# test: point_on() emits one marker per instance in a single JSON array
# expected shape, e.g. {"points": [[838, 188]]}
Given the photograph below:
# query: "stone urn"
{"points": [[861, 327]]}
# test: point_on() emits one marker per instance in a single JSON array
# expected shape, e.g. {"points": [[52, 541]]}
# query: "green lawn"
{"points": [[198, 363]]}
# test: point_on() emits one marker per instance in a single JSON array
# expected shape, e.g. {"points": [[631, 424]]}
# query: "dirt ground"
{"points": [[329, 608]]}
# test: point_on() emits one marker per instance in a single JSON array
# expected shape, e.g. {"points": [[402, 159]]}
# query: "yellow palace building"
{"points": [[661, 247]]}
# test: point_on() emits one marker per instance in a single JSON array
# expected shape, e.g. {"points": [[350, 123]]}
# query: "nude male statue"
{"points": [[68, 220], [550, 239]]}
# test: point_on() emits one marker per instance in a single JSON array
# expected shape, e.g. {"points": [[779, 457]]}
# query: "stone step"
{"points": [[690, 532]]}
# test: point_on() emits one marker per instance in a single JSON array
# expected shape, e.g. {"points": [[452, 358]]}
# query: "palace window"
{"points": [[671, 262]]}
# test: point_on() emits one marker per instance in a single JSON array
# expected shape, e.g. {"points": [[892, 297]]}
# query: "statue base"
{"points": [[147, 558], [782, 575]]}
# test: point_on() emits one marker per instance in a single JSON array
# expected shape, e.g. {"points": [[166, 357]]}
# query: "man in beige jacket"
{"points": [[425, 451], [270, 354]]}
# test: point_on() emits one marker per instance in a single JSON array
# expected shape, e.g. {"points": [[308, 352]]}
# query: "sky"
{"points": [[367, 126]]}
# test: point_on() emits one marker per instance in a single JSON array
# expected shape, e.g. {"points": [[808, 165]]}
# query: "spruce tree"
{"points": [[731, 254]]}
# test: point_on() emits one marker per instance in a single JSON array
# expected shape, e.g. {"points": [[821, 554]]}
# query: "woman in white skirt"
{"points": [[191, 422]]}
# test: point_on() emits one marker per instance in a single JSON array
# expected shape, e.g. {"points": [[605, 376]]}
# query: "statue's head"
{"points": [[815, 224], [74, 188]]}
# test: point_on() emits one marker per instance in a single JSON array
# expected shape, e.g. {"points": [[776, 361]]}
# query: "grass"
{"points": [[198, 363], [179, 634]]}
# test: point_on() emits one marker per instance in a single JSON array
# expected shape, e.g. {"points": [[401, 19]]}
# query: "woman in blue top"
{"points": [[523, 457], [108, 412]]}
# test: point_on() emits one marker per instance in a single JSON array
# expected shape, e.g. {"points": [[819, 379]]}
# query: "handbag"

·····

JOB:
Return each line from the items above that contains the word "woman".

RESPONSE TO THIS EXERCISE:
# query: "woman in white skirt"
# query: "woman in blue top"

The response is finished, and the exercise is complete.